Selected passage:
****************

Gov. Schwarzenegger described the plan as a model that could be used by the rest of the nation.

"We can make history," he declared.

The heart of the package is an individual mandate--similar to one enacted last year in Massachusetts--that would require all state residents to have health insurance coverage. Very low-income uninsured individuals--who would receive coverage through the state's Medicaid program--would have their premiums completely paid for by the state, while premiums for those with incomes of between 100% and 250% of the federal poverty level would be heavily subsidized.

Employers would not be required to offer or pay for employees' health insurance coverage, but employers with 10 or more employees who choose not to offer health coverage would have to contribute an amount equal to 4% of payroll towards the cost of employees' health coverage.

Revenues from that assessment, as well as revenues raised by a new assessment on hospitals equal to 4% of their revenues and an assessment on doctors equal to 2% of their revenues, would help fund coverage for the unsinsured.

Achieving universal coverage will be a boon to health care purchasers, Gov. Schwarzenegger said, noting that health insurance premiums are inflated by 10% as health care providers boost charges for insured patients to offset the cost of providing coverage to the uninsured. Nearly 20% of California residents--or about 6.5 million people--lack health insurance coverage.

****************

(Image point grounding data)
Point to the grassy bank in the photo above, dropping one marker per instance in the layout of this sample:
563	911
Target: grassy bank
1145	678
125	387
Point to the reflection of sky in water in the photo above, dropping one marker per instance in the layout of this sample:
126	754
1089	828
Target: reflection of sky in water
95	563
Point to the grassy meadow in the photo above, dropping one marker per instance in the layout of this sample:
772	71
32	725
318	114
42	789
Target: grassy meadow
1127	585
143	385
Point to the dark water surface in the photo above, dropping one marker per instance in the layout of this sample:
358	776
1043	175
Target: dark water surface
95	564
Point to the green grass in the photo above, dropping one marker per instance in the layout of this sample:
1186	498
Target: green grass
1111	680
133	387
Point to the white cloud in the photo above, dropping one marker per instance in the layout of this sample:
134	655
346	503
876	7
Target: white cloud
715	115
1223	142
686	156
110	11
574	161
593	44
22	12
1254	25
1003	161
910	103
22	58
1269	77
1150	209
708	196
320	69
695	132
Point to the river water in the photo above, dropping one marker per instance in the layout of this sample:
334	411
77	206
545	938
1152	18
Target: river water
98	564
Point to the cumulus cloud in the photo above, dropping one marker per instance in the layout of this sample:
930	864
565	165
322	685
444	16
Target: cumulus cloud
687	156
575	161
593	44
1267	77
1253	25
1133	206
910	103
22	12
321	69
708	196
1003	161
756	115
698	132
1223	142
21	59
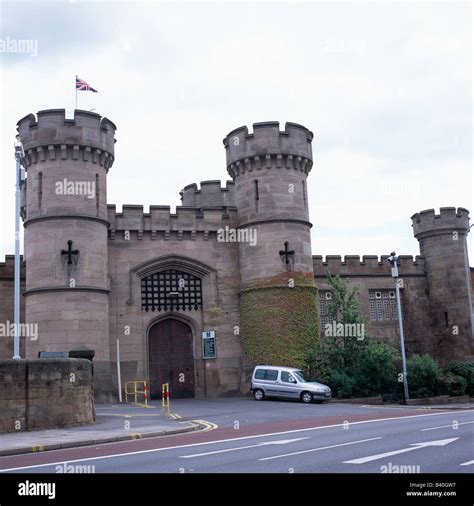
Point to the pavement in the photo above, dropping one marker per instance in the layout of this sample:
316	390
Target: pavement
128	422
113	423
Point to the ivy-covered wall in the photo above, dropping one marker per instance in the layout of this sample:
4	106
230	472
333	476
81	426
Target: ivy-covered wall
279	320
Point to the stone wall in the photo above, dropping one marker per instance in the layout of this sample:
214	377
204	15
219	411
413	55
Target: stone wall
45	393
7	290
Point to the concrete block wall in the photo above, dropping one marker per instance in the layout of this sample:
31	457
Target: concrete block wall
45	393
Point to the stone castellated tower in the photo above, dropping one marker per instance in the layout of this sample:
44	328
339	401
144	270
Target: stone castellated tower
443	244
67	292
278	295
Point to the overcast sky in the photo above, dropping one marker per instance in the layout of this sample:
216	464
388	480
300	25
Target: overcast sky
386	89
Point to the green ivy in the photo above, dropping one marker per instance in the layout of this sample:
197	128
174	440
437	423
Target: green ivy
279	323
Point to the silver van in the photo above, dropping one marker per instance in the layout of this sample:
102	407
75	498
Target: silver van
287	383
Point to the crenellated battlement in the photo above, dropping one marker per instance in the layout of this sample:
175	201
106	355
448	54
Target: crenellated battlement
50	136
209	195
189	220
448	220
268	147
7	268
369	265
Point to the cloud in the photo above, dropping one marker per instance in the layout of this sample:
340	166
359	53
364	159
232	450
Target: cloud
386	88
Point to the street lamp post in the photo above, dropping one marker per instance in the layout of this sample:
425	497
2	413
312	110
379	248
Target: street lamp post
19	154
393	258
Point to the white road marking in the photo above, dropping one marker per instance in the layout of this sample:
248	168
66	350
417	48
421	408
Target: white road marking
118	455
322	448
414	446
443	426
264	443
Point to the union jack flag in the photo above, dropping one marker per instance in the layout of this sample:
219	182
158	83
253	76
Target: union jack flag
82	85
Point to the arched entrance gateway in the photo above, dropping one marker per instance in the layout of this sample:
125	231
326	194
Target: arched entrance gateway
171	360
170	340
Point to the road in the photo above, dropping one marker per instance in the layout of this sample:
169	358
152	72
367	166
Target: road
280	437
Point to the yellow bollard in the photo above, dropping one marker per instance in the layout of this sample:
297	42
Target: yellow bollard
165	398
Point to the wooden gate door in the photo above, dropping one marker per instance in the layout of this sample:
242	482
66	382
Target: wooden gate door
171	358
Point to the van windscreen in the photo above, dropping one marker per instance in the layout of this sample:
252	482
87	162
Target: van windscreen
266	374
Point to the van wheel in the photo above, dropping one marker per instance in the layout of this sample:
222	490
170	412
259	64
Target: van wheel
259	394
306	397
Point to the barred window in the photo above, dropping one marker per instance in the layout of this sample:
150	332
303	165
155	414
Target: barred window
325	298
382	305
171	290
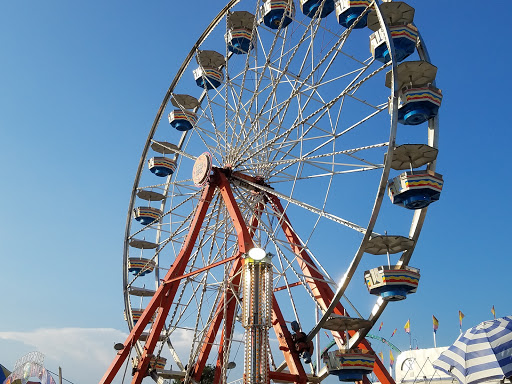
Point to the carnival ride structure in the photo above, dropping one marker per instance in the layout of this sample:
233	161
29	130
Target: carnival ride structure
284	134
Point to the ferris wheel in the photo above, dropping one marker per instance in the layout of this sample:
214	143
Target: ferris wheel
272	154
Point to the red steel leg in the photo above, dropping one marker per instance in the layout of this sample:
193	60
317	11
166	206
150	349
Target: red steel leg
161	300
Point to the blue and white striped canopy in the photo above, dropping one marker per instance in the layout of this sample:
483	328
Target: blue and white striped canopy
481	353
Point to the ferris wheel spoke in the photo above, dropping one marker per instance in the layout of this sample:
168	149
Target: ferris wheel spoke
321	111
349	152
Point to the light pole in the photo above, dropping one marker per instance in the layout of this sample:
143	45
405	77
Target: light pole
257	314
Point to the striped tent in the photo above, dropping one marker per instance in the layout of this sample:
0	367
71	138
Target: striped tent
480	354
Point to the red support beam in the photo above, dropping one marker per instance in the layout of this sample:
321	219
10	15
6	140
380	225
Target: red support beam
286	344
161	300
244	244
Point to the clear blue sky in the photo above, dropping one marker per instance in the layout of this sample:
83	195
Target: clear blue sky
80	83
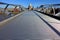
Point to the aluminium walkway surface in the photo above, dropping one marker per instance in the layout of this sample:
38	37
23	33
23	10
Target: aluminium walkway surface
27	27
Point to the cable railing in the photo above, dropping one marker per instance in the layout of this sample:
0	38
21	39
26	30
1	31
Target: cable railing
52	10
9	10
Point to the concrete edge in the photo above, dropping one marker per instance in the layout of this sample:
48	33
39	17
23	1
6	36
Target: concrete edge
6	20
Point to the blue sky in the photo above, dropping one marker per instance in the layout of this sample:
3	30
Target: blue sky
35	3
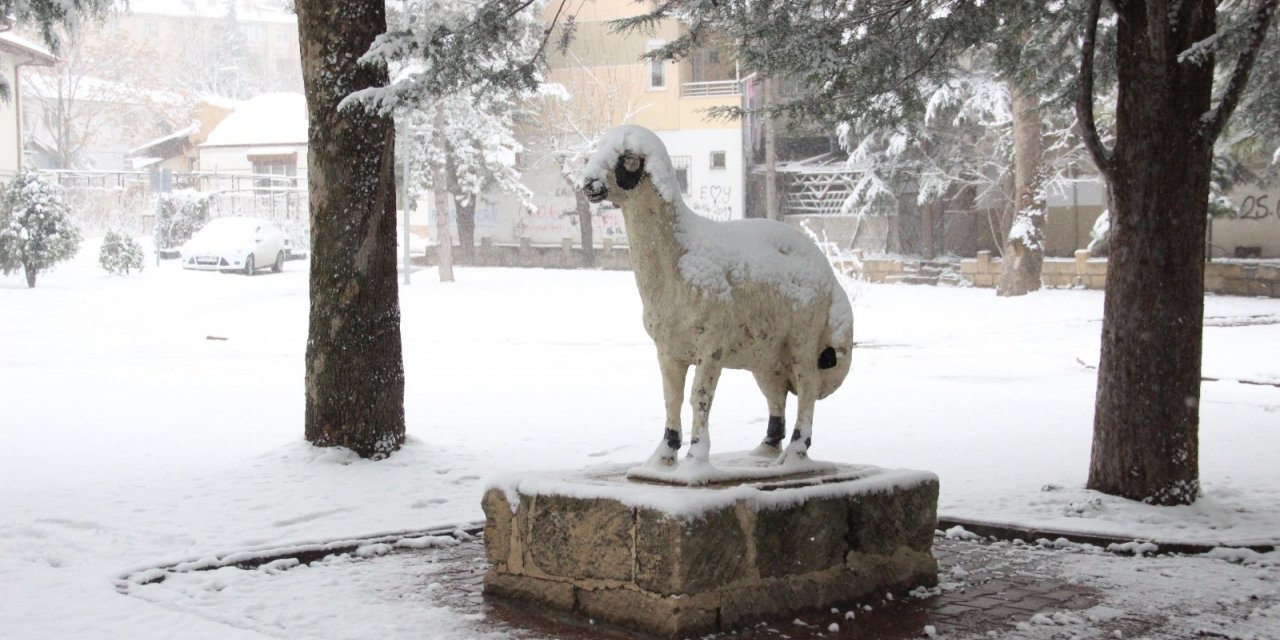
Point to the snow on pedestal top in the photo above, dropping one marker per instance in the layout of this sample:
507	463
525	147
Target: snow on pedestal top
609	481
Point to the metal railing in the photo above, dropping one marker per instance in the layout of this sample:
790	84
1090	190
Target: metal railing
730	87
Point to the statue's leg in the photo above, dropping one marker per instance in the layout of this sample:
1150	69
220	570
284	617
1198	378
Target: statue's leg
673	393
773	385
700	400
807	393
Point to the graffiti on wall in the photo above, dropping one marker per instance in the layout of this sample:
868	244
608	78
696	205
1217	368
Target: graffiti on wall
713	201
552	223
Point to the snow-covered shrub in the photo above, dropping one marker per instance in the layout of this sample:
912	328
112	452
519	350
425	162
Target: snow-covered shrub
36	231
1100	245
120	254
179	214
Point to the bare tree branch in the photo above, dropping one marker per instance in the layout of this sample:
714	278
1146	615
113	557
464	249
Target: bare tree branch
1084	94
1219	115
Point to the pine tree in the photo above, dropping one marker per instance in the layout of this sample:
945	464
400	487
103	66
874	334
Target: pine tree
355	373
1146	429
119	254
461	71
876	58
36	231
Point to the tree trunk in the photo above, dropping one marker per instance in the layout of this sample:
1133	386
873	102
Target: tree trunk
927	215
355	374
439	179
1147	415
464	209
584	224
466	216
1023	254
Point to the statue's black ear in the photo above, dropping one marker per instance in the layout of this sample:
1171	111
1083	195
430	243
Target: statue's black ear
629	170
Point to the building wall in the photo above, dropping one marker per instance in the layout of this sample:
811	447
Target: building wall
10	147
270	33
236	159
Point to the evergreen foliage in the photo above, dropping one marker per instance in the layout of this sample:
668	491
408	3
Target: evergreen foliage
36	231
458	48
48	16
179	214
119	254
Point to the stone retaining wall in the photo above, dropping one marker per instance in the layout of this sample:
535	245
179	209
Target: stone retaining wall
1230	278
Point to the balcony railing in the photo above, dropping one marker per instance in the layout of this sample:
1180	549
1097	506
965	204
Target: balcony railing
730	87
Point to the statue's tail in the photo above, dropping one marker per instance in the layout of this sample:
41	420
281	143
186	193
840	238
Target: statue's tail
833	360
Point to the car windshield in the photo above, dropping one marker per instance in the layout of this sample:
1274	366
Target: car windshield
229	228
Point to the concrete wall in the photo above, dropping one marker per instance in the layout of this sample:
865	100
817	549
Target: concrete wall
1232	278
566	255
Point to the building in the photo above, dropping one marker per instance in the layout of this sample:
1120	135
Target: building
16	53
607	83
264	136
192	33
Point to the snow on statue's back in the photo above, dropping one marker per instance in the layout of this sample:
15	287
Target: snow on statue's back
754	295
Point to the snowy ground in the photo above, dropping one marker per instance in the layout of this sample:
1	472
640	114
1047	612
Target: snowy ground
128	438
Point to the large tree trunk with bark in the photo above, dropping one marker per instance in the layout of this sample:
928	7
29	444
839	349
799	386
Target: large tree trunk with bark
1023	254
1147	415
355	374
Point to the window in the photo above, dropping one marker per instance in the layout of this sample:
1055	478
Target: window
681	165
657	68
274	168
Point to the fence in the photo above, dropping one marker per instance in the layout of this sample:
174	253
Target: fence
103	201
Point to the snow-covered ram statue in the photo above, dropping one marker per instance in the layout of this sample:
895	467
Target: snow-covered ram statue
754	295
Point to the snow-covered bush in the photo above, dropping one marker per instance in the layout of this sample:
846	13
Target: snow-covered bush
1100	242
36	231
179	214
120	254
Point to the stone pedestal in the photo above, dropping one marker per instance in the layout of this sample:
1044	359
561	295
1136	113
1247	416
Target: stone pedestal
676	561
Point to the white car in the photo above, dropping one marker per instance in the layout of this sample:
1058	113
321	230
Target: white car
236	243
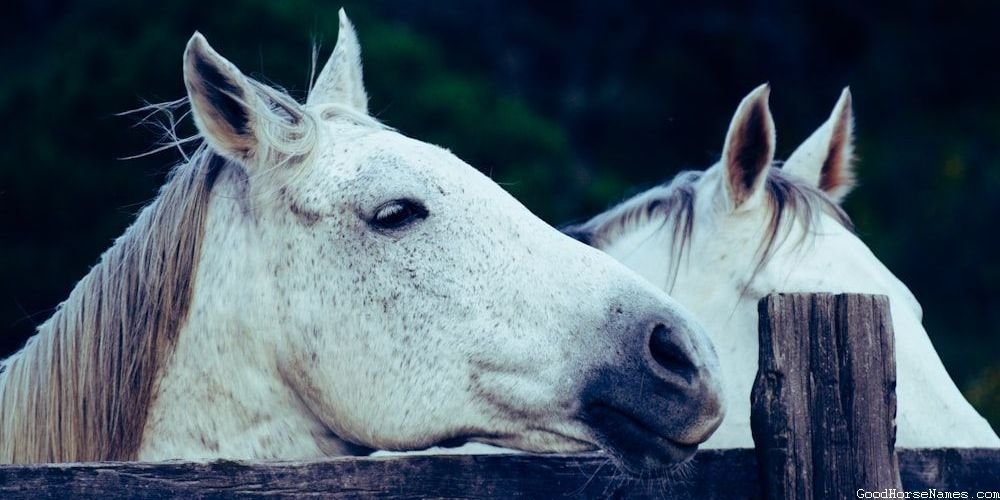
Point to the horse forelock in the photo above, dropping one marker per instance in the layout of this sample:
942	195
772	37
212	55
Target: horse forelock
790	201
80	388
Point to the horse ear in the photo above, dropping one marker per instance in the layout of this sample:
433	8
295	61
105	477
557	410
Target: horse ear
749	148
341	82
237	116
826	158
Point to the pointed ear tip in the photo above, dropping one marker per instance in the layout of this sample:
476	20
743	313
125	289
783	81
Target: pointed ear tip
196	42
761	93
344	20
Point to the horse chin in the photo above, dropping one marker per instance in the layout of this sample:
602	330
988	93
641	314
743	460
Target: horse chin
638	448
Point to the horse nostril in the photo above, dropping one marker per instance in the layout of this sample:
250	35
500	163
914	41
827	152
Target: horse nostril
669	354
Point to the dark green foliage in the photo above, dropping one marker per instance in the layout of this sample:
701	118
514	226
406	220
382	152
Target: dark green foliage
570	106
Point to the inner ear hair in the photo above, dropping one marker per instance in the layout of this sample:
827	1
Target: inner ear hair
749	146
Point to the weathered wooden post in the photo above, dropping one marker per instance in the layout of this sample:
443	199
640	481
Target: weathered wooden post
824	401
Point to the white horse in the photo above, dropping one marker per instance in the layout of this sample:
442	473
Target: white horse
721	239
312	283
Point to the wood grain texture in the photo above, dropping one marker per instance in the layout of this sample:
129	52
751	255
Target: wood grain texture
713	474
823	403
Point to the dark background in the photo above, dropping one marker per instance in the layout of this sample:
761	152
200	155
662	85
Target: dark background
570	105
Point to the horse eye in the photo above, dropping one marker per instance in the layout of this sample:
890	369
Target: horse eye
397	214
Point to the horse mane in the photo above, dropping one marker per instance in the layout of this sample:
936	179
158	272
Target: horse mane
791	201
80	389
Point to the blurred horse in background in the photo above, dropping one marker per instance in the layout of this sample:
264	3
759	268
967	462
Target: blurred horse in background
721	239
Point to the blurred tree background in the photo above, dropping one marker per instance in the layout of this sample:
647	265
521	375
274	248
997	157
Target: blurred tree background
571	106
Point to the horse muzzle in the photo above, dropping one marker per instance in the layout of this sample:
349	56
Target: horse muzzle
651	410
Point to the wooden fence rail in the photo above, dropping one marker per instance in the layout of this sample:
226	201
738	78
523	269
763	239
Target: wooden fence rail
813	441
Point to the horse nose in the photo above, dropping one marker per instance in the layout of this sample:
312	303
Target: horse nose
670	355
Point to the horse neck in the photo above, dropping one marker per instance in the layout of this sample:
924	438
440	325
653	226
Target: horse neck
221	394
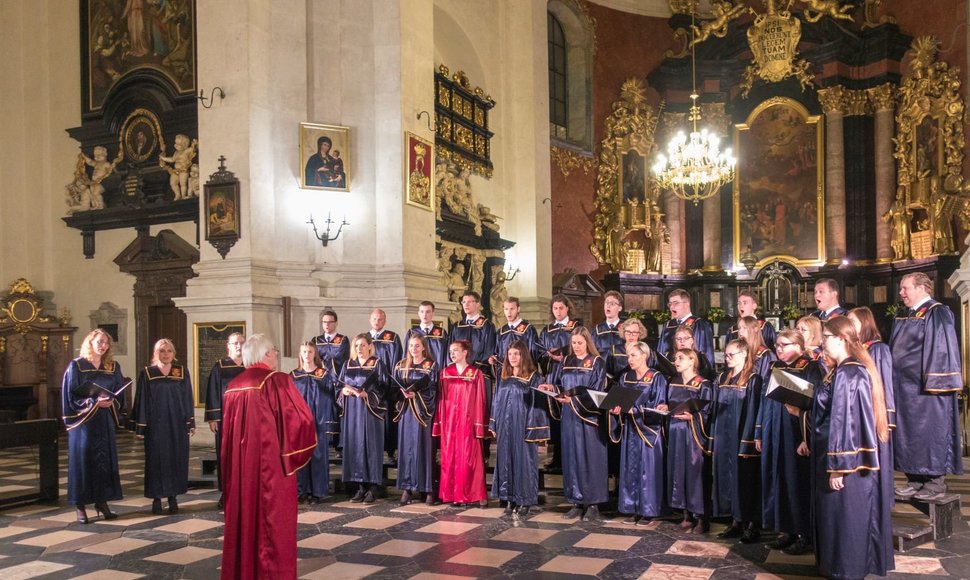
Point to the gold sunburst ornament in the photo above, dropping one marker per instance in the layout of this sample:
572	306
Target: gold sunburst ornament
694	167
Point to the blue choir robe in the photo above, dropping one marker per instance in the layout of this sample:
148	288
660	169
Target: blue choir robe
362	420
584	464
221	375
506	335
768	333
845	443
605	338
163	414
437	340
481	335
687	447
519	422
703	337
92	454
319	391
785	475
927	378
415	461
735	462
333	353
640	435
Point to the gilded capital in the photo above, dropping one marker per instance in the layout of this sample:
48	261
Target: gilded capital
883	97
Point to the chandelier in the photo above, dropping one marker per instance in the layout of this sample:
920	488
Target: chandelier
694	168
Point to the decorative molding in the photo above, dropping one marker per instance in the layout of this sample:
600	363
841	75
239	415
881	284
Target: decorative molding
567	160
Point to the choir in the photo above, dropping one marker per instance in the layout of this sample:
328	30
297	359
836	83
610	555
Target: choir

****************

What you need to do: Quote everything in the passage on California's health coverage plan from "Revenues from that" down to "for the unsinsured.".

Answer area:
Revenues from that assessment, as well as revenues raised by a new assessment on hospitals equal to 4% of their revenues and an assessment on doctors equal to 2% of their revenues, would help fund coverage for the unsinsured.